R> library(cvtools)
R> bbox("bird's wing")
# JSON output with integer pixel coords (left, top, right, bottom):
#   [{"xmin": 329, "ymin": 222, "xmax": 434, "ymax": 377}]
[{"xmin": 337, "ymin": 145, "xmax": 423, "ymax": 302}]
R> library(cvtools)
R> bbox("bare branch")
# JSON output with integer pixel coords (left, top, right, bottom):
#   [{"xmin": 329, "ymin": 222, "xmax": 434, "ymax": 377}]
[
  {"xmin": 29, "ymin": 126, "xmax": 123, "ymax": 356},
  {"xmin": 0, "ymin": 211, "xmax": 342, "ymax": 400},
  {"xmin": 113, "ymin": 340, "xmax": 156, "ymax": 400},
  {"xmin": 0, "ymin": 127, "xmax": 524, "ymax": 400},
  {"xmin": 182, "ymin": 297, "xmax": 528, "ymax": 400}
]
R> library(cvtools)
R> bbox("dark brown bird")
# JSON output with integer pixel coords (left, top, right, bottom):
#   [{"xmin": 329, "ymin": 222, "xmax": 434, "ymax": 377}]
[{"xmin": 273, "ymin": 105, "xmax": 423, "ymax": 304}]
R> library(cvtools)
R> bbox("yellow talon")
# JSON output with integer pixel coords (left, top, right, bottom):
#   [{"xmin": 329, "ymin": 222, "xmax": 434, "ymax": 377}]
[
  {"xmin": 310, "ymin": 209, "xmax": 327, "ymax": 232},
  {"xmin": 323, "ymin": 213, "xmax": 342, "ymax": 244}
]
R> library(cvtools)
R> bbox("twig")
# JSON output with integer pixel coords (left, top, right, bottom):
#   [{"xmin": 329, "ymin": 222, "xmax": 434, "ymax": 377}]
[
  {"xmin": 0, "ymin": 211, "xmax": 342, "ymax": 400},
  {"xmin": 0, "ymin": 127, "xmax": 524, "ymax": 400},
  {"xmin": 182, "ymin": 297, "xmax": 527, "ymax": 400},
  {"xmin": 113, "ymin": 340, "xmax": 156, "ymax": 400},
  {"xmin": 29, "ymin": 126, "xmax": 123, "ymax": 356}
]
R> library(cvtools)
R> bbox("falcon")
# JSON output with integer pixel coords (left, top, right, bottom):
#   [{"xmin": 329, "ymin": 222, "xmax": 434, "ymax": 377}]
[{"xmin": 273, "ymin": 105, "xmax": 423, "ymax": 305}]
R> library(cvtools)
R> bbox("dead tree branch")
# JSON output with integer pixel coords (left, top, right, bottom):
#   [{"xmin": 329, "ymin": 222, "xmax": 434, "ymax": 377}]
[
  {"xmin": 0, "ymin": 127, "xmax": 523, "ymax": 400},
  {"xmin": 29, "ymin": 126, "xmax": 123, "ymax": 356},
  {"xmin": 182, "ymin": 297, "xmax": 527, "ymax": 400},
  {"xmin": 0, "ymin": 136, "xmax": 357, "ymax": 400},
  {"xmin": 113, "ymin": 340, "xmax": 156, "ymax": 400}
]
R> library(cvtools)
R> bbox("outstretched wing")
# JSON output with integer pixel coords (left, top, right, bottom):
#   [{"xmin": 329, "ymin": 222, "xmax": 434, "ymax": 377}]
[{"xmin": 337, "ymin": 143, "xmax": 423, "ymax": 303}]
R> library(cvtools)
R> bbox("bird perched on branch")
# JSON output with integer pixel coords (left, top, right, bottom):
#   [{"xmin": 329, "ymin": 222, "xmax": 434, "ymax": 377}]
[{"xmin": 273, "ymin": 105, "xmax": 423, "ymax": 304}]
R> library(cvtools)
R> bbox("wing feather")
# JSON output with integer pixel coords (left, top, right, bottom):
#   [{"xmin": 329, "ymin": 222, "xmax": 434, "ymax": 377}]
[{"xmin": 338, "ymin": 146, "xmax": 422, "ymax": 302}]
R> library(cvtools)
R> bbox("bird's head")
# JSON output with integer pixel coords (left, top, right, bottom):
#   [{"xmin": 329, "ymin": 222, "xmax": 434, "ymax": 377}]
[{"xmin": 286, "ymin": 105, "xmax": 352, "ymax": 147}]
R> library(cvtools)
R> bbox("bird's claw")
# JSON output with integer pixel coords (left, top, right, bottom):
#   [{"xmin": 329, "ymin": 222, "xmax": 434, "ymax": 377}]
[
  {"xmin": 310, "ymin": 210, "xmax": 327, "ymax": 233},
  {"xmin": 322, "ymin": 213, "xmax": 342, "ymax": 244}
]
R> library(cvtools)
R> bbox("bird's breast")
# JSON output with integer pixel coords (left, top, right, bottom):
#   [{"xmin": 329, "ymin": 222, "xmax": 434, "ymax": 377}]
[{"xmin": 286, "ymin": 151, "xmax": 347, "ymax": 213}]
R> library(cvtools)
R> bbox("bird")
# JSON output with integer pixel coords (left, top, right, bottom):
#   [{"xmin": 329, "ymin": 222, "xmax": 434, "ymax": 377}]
-.-.-
# [WHAT IS NEEDED]
Which lines of the listing above contain the string "wing", matched with case counting? Copy out each one.

# [RESPONSE FOR THIS EXERCISE]
R> bbox("bird's wing")
R> bbox("outstretched wing")
R> bbox("wing feather")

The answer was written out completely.